[Region annotation entries]
---*---

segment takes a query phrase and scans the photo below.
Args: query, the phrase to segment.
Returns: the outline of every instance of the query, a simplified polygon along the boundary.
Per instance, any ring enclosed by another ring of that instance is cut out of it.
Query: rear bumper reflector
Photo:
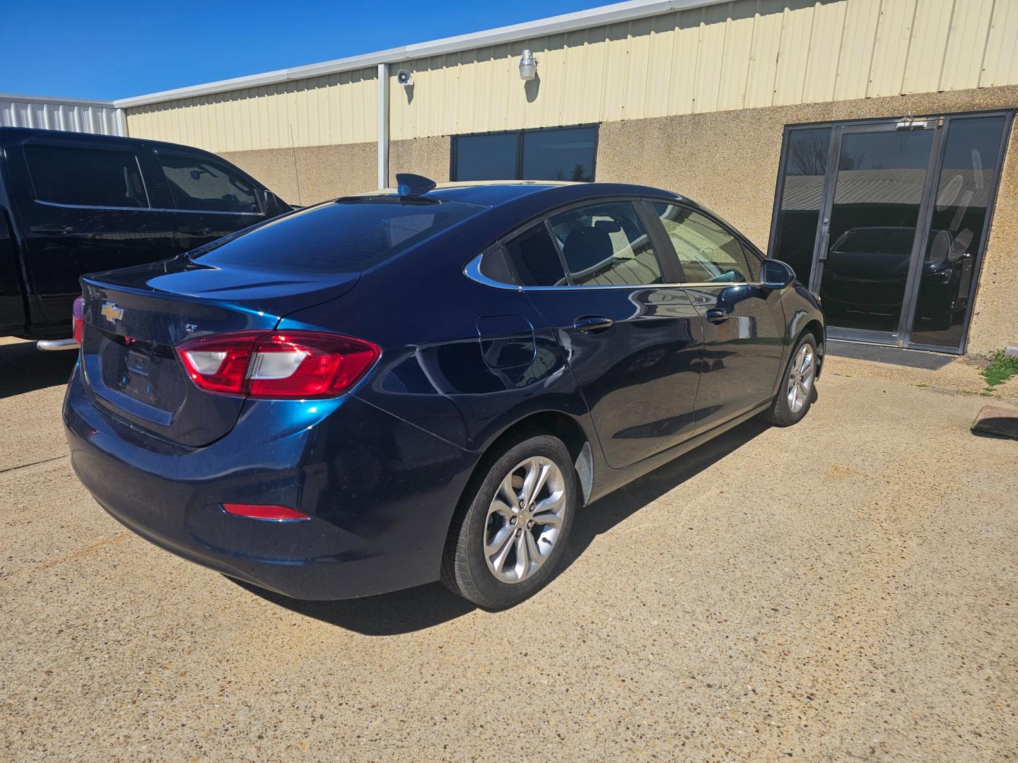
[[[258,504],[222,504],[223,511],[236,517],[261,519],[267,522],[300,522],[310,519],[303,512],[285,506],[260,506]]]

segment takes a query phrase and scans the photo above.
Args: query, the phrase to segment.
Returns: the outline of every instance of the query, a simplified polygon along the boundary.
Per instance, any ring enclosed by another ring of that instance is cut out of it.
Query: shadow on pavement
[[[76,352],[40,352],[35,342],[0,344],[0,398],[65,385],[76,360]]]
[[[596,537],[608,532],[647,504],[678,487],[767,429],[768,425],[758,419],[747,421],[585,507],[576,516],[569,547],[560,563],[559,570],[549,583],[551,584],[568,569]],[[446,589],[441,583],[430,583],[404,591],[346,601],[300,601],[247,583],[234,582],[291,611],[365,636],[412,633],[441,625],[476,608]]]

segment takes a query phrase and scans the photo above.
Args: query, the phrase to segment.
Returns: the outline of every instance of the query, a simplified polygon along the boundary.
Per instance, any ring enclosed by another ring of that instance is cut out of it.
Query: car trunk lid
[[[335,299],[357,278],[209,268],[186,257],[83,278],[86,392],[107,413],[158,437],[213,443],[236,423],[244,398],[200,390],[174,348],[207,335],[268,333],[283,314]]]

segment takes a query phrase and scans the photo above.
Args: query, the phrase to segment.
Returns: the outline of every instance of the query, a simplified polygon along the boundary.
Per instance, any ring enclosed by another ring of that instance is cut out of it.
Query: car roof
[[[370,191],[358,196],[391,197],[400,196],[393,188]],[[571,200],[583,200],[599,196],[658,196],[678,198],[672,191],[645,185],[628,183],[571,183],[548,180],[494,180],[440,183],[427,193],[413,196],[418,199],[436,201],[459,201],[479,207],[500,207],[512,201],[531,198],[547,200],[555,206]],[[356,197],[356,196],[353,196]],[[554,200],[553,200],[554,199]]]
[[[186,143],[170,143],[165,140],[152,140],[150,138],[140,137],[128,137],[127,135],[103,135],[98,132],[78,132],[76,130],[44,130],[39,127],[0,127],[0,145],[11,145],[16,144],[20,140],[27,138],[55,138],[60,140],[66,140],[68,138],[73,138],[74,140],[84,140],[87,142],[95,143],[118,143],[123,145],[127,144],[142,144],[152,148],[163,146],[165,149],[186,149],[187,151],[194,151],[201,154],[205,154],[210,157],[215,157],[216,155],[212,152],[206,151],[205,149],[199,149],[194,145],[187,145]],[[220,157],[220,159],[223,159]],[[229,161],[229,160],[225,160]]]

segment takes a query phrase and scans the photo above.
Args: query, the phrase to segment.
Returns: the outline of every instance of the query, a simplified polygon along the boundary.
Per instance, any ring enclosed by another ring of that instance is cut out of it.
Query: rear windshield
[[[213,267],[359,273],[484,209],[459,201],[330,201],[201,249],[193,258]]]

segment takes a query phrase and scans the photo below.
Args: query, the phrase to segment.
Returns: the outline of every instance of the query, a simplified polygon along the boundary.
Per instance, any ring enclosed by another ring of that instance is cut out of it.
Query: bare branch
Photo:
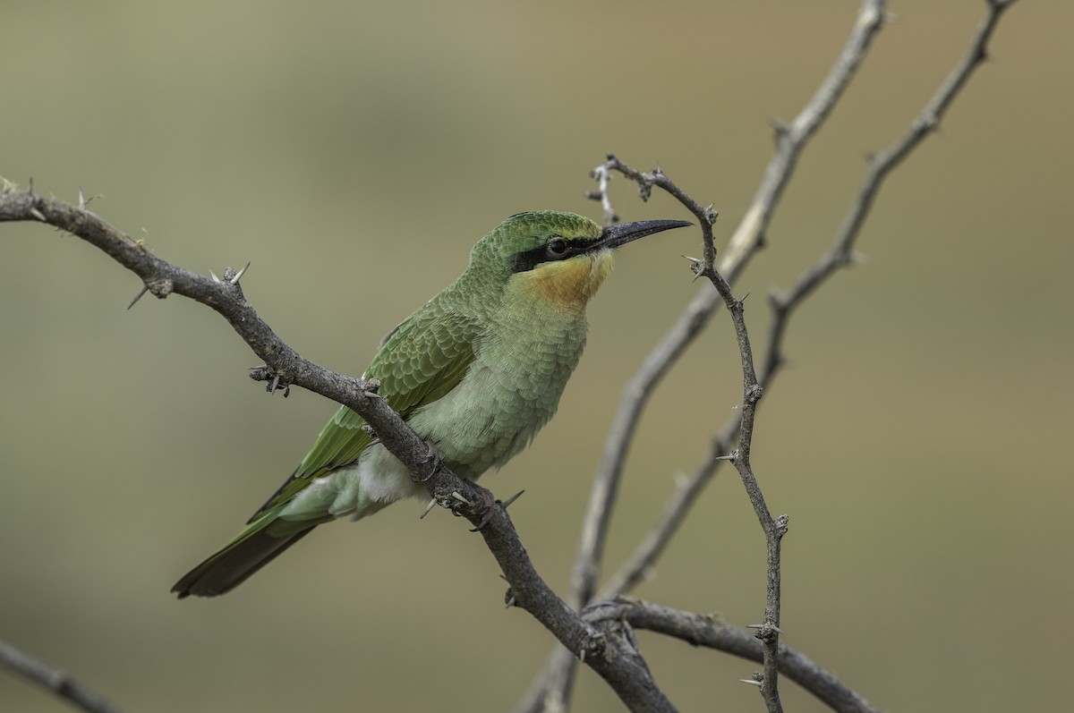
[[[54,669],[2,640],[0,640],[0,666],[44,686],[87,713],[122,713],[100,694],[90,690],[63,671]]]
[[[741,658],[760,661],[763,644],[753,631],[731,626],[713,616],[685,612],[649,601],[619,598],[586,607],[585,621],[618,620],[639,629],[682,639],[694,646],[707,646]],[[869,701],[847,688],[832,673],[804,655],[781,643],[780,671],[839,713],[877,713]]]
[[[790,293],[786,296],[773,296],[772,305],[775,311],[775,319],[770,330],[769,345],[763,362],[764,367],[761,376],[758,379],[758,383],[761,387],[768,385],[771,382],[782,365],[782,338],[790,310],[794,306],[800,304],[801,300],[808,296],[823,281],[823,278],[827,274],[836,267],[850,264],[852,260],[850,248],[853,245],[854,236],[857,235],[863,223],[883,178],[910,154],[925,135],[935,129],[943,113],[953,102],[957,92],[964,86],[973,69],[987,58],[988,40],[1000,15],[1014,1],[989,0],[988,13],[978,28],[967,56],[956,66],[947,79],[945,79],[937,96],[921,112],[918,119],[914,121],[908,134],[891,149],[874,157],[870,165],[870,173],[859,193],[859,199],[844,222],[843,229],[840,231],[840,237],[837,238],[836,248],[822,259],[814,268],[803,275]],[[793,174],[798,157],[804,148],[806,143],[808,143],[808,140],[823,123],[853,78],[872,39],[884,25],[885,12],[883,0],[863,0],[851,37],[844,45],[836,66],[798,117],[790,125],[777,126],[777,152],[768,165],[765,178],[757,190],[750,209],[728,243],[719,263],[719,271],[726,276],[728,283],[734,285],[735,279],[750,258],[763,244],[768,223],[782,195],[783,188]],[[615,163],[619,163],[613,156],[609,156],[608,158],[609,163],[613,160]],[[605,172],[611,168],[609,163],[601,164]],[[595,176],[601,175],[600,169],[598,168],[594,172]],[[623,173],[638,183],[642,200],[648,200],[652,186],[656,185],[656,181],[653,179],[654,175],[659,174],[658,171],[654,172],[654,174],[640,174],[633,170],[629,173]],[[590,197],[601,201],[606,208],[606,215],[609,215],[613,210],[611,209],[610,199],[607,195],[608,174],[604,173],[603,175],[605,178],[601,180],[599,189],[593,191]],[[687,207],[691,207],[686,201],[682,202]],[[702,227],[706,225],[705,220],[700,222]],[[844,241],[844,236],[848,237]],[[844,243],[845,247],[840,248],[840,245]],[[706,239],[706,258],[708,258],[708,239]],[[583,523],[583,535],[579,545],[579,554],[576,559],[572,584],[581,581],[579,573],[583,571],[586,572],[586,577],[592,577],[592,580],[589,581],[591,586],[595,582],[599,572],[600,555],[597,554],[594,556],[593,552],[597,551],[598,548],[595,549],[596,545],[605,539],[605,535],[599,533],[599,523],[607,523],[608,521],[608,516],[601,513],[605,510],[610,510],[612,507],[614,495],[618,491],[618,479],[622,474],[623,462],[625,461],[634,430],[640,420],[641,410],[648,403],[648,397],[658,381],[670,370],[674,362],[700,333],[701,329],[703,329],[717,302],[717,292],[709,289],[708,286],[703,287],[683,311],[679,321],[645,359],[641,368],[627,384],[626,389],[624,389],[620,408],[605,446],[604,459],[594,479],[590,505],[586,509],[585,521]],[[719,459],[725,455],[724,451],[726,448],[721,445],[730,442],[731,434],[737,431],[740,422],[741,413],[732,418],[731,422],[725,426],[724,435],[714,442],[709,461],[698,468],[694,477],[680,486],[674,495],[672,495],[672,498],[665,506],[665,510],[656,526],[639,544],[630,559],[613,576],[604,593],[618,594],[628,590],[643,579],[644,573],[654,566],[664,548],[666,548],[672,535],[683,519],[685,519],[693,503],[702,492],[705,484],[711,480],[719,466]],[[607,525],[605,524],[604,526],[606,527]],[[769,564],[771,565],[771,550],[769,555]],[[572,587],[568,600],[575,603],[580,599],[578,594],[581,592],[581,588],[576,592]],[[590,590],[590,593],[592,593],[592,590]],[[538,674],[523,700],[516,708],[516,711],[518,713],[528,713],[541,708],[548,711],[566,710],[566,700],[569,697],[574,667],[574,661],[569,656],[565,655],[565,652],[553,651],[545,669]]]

---*---

_GOAL_. Count the lines in the listing above that contain the word "rear", and give only the number.

_RESULT BELOW_. 2